Stored rows:

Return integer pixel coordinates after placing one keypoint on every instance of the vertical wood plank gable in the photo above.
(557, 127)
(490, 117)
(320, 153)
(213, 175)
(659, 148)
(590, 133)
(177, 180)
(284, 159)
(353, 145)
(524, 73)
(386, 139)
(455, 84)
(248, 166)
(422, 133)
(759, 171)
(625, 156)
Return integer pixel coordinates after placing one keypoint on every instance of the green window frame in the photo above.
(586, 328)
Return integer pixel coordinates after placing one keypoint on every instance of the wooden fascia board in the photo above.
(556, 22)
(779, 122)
==
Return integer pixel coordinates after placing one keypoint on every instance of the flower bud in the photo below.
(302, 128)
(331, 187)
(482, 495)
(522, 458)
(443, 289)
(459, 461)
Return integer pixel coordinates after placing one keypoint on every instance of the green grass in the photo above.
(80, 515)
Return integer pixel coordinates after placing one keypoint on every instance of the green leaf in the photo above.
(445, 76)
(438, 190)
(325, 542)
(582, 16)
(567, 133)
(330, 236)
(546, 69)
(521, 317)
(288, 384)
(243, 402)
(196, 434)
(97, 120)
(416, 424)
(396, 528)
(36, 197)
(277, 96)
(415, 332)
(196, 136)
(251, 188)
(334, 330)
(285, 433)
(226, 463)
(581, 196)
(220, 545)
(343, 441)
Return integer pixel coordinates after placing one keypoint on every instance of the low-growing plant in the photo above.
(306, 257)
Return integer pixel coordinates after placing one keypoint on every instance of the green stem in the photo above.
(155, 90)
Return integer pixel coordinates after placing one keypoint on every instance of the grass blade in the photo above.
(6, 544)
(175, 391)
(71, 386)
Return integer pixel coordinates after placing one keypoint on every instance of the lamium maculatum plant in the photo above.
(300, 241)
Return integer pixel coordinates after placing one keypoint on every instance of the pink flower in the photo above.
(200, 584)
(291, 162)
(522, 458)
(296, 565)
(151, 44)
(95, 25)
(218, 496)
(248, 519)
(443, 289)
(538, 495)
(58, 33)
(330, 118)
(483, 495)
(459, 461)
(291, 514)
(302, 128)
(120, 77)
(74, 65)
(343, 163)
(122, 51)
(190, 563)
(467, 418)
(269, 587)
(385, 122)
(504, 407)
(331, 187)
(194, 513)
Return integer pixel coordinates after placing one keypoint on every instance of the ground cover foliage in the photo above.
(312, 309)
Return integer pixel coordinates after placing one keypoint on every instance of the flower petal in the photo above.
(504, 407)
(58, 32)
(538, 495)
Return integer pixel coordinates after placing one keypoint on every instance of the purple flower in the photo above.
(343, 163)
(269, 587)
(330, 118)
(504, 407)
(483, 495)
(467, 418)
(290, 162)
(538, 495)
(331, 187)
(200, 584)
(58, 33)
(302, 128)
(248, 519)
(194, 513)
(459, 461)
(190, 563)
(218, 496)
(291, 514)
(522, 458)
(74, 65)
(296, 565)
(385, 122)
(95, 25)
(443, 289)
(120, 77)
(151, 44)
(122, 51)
...
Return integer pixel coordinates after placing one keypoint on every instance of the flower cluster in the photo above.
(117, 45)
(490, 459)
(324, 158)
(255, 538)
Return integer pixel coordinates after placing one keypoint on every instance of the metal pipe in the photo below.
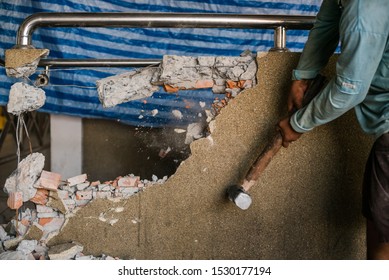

Exercise: Scale the material from the line containing "cluster in the photo above." to the line containing "pipe in the photo below.", both ends included, by restating only those lines, requests too, with every coordinate in the answers multiplied by 0.25 and rounded to a whole number, halves up.

Result:
Return integer pixel coordinates after placing one keypoint on every instance of the flower cluster in the photo above.
(29, 11)
(123, 115)
(81, 40)
(64, 135)
Return integer pixel coordinates after placing one keypoint on every instance of the metal pipe in the photo below.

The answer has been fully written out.